▸ **The exercise**: Write out exactly the lines running from the one that contains "Task: indicate one point on every instance of the green binder" through the end of the material.

▸ **Data supplied**:
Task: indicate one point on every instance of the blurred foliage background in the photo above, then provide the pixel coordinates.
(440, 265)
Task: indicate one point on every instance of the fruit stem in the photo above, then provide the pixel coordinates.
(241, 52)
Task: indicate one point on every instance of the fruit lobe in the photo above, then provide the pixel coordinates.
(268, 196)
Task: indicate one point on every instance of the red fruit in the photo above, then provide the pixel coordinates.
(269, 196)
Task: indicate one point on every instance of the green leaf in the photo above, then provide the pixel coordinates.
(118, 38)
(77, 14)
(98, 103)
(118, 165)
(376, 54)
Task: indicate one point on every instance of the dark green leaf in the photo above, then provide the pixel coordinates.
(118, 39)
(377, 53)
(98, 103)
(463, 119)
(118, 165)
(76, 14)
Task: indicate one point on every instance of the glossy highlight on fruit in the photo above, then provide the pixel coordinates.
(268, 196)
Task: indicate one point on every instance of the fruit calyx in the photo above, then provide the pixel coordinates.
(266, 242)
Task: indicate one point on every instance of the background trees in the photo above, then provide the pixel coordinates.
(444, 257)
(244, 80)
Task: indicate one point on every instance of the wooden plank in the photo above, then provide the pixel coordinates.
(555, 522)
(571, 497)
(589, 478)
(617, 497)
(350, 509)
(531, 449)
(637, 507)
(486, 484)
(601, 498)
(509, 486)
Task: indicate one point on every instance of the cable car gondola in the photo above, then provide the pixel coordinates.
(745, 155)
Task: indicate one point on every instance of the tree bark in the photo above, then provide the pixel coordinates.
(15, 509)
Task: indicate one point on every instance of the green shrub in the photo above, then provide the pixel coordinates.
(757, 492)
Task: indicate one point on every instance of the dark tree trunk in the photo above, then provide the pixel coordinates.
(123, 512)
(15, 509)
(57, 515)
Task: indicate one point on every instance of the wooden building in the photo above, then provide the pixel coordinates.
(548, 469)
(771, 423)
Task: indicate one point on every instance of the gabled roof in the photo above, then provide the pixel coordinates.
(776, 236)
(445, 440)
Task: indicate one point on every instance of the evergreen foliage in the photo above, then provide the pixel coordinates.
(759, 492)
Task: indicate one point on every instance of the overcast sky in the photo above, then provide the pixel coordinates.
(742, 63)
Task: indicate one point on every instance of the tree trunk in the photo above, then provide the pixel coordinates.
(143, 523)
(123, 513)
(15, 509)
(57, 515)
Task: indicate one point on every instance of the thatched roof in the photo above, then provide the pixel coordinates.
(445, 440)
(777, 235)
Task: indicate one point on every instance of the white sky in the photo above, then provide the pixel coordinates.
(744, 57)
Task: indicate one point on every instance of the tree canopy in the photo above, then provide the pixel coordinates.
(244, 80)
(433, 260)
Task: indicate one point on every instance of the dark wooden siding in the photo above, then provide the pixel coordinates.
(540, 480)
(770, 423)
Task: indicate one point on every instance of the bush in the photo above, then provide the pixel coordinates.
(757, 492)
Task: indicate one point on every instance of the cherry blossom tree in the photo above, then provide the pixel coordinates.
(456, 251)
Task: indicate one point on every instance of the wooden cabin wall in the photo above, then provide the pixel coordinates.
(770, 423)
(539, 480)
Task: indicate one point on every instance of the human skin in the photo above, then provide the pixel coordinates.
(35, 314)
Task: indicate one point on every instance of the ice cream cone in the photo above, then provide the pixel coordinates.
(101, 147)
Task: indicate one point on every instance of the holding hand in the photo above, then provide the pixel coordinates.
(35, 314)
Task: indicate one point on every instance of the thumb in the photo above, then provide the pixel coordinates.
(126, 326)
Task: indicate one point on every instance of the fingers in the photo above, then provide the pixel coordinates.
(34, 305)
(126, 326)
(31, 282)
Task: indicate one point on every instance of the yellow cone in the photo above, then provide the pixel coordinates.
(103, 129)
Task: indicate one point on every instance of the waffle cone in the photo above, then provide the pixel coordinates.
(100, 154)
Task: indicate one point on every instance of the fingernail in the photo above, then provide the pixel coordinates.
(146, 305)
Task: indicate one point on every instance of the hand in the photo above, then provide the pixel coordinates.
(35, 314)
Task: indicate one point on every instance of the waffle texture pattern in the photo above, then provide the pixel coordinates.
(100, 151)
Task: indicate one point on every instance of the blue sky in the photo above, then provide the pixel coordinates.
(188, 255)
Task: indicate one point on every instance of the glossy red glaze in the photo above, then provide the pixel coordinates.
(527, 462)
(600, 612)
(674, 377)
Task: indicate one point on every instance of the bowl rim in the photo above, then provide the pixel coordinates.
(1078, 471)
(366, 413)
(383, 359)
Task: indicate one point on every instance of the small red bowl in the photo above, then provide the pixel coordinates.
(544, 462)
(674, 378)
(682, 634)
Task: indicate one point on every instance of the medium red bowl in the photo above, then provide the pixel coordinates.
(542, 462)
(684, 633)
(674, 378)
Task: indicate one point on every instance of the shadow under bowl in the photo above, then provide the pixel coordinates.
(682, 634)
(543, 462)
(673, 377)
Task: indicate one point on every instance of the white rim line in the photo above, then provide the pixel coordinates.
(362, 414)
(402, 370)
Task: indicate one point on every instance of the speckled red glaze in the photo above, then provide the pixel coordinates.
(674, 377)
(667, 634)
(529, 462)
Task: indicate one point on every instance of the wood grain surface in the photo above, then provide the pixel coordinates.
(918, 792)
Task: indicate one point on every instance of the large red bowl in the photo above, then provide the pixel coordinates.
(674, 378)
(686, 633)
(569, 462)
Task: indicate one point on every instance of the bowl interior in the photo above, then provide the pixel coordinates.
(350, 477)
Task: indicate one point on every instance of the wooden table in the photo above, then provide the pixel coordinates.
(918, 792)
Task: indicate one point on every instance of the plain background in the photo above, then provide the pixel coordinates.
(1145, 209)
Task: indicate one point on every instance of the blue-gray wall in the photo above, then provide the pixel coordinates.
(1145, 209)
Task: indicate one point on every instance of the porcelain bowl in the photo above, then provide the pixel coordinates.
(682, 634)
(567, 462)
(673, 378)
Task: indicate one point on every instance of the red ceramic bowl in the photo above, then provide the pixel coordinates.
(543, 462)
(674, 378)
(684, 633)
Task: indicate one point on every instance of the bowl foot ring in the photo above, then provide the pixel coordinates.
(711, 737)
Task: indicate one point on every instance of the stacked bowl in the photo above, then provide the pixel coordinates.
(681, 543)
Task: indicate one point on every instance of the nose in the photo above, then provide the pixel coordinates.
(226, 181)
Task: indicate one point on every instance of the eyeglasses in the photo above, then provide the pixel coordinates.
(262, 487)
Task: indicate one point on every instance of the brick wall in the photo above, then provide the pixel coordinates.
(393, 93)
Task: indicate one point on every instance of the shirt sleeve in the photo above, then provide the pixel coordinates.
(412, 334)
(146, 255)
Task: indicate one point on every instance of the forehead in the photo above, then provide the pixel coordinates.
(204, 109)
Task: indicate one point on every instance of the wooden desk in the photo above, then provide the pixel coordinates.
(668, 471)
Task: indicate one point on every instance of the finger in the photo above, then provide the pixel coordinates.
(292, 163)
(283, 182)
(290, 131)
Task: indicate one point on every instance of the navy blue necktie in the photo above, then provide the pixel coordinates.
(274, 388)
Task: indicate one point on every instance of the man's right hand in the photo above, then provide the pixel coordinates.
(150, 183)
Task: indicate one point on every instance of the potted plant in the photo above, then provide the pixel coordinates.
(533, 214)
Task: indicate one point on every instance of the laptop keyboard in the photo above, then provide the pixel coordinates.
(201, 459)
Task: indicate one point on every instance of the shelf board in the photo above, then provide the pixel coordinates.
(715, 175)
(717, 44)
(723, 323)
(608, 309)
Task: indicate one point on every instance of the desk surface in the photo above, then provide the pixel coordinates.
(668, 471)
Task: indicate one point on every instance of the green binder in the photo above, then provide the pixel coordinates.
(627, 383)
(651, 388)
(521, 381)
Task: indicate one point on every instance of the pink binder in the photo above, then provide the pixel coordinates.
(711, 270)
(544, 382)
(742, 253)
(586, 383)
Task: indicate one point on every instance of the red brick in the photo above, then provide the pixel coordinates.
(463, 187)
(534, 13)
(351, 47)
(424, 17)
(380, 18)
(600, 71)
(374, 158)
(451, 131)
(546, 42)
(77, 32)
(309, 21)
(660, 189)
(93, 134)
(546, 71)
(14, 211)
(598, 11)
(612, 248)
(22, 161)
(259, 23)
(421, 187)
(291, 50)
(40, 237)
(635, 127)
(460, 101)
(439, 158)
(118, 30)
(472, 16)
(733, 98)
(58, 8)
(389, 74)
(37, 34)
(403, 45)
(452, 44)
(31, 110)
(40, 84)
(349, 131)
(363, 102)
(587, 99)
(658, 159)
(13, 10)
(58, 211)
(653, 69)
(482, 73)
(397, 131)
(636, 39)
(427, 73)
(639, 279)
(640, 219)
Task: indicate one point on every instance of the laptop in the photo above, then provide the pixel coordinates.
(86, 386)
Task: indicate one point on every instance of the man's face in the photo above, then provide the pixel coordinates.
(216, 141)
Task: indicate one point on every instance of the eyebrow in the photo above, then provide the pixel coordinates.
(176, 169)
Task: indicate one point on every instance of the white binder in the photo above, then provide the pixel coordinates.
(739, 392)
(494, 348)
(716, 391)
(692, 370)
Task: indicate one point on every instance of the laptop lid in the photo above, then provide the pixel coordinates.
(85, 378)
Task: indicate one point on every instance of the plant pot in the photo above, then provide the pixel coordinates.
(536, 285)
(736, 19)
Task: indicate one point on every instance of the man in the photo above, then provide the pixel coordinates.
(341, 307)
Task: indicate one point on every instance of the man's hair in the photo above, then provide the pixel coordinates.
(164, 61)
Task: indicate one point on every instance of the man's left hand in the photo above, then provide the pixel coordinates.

▸ **Output below**:
Task: indicate one point on every instance of the green binder in the photo above, then provide the pixel coordinates.
(627, 383)
(651, 388)
(521, 381)
Task: indicate one point on every instance of the pink binder in the photo above, then provide the pixel coordinates.
(711, 270)
(544, 382)
(742, 253)
(586, 383)
Task: indicate one point on every instance of the red brick in the photo above, then provide the pixel coordinates.
(463, 187)
(534, 13)
(351, 47)
(424, 17)
(380, 18)
(600, 71)
(374, 158)
(451, 131)
(546, 42)
(77, 32)
(309, 21)
(660, 189)
(93, 134)
(546, 71)
(14, 211)
(598, 11)
(612, 248)
(22, 161)
(259, 23)
(421, 187)
(291, 50)
(40, 237)
(635, 127)
(460, 101)
(439, 158)
(118, 30)
(472, 16)
(733, 98)
(58, 8)
(389, 74)
(37, 34)
(403, 45)
(452, 44)
(31, 110)
(40, 84)
(349, 131)
(363, 102)
(587, 99)
(658, 159)
(13, 10)
(58, 211)
(653, 69)
(482, 73)
(397, 131)
(636, 39)
(427, 73)
(639, 279)
(640, 219)
Task: indicate one point on every instance of the laptop in the photo above, then provide the pixel coordinates.
(86, 386)
Task: indicate one point on every instance of the man's face in the photo above, then provide the pixel coordinates.
(216, 141)
Task: indicate one point on every instance of the eyebrow in the photo above, then provide the pixel coordinates.
(176, 169)
Task: indicate one point on every instance of the white binder in the photo above, then provide the pixel coordinates.
(739, 392)
(494, 348)
(716, 391)
(692, 370)
Task: indicate one point on every instance of the laptop lid in the photo above, then provide the pixel coordinates.
(85, 378)
Task: indicate one point on every instance of the plant pot in the photo above, then provide the pixel coordinates.
(536, 285)
(736, 19)
Task: indicate one point on every instance of the man in the photo above, then provide the pixel coordinates.
(341, 307)
Task: indicate one point on every instance of the man's hair in the photo above, then provide the pixel coordinates.
(164, 61)
Task: indicate one point on every instance of the man's left hand in the photo above, then provide the pixel coordinates.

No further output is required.